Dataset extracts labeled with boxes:

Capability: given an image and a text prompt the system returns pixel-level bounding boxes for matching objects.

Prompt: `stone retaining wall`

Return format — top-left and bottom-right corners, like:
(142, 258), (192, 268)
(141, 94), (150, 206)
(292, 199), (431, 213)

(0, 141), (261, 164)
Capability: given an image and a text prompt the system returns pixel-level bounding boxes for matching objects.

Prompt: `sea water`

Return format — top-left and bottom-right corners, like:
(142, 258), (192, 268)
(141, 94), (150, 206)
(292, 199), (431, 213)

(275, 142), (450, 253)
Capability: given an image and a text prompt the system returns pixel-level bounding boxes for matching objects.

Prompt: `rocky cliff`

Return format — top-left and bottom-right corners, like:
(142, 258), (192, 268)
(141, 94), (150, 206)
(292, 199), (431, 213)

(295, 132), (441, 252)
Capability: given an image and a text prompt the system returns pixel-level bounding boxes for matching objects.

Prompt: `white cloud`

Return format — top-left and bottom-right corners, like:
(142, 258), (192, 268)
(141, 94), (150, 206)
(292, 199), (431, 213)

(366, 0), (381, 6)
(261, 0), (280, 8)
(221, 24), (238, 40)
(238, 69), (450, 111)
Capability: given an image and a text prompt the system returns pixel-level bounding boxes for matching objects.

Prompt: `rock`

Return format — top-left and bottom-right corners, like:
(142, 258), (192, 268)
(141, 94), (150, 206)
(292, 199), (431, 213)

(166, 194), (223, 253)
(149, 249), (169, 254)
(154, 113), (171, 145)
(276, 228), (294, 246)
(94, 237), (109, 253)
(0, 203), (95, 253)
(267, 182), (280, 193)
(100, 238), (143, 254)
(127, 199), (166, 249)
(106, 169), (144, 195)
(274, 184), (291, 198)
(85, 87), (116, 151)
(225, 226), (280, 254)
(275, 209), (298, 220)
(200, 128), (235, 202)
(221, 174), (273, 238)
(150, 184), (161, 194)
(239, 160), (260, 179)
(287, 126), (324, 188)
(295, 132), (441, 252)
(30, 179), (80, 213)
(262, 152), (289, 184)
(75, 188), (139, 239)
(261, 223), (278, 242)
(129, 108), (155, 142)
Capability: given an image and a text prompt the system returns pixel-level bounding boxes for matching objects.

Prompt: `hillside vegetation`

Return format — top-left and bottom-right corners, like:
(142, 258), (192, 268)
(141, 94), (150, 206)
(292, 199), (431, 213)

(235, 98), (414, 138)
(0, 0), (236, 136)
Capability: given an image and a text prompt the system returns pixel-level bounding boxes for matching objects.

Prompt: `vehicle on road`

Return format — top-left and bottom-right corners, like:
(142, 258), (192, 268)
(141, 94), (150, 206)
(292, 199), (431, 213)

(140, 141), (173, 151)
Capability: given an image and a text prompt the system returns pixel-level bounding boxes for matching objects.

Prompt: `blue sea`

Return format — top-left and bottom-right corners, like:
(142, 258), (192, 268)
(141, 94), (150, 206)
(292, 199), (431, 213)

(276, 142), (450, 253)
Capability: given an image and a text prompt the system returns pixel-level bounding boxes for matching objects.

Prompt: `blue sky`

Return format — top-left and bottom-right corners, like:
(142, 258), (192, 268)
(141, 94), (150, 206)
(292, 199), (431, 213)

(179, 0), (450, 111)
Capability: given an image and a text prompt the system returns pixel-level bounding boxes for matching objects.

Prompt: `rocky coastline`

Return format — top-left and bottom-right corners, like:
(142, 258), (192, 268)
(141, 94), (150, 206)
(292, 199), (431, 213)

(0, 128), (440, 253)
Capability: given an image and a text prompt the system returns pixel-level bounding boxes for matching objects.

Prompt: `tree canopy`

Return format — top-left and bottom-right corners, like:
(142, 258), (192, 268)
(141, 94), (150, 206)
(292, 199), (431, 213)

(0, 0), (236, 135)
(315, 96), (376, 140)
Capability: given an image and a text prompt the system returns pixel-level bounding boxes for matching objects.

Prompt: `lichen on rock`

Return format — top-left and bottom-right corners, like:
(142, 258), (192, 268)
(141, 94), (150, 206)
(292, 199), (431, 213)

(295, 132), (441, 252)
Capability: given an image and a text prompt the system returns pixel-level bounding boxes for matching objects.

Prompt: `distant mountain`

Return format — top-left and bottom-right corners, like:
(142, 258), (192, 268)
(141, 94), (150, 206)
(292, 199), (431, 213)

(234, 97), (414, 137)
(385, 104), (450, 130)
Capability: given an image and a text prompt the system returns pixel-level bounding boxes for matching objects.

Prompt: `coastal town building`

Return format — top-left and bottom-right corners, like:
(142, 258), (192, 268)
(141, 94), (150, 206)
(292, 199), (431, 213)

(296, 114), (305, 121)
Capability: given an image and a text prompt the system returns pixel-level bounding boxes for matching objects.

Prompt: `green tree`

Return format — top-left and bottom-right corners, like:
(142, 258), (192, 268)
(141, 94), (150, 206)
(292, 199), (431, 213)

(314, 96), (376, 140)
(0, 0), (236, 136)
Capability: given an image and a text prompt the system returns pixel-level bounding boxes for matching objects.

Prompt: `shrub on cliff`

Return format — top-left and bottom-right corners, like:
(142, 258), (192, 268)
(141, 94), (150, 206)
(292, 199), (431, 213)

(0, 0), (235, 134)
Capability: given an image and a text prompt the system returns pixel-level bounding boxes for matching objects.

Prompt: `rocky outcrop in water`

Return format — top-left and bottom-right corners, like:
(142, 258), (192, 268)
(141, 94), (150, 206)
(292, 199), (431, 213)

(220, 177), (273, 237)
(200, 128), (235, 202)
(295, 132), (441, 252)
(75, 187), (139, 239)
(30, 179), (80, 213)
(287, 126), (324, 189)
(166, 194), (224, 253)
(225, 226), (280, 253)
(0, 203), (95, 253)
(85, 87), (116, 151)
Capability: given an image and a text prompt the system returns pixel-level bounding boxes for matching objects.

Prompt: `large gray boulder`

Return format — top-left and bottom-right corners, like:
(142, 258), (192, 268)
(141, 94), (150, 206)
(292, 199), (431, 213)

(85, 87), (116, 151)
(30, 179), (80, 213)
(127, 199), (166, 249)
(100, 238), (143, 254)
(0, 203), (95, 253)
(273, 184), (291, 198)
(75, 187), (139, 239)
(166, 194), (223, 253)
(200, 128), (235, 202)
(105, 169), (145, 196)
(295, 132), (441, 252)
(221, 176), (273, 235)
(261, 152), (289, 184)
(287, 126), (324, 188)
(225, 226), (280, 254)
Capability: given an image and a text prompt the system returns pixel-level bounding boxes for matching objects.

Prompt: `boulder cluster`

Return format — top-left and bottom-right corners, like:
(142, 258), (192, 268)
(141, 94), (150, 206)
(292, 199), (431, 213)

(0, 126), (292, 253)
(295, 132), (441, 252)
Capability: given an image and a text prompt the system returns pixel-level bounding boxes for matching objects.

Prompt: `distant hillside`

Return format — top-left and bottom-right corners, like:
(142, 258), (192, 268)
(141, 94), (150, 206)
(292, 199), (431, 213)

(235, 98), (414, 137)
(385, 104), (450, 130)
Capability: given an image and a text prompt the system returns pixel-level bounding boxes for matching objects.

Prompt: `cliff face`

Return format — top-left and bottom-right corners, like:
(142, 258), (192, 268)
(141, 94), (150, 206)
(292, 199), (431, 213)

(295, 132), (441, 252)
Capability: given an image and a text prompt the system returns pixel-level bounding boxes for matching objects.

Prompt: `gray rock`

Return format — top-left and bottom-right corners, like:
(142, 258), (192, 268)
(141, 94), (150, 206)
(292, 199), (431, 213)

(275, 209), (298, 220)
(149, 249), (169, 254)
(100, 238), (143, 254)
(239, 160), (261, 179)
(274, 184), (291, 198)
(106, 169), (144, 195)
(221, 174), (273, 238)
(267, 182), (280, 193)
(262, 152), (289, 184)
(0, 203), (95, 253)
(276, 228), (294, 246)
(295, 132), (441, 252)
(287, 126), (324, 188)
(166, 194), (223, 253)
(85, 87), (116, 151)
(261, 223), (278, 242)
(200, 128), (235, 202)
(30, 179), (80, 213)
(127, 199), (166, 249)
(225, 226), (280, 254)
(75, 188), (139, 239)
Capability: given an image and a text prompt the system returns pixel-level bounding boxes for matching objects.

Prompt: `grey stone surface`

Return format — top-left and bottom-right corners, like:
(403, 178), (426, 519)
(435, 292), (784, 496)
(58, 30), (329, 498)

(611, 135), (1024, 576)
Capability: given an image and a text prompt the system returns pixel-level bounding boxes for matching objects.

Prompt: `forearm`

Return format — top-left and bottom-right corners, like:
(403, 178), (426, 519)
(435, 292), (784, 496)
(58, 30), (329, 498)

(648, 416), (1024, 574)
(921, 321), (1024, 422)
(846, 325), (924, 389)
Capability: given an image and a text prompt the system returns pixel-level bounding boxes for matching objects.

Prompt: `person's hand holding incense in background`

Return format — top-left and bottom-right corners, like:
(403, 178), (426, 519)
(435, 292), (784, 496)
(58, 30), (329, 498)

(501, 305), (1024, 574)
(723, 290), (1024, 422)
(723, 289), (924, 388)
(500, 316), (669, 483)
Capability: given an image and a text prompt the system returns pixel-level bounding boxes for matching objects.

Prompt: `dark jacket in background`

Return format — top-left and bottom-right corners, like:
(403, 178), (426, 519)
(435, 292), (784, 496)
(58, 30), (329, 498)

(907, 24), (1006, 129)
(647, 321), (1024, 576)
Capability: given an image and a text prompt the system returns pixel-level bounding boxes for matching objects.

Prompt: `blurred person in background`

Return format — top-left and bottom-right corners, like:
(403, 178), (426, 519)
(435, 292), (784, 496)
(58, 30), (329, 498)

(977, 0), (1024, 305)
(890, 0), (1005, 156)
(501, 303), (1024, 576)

- **YOUR OBJECTIVE**
Gather every line in the material above that contains the word "gray", and copy each one in full.

- **IN RESPONSE**
Prompt: `large gray boulder`
Prompt: `gray rock`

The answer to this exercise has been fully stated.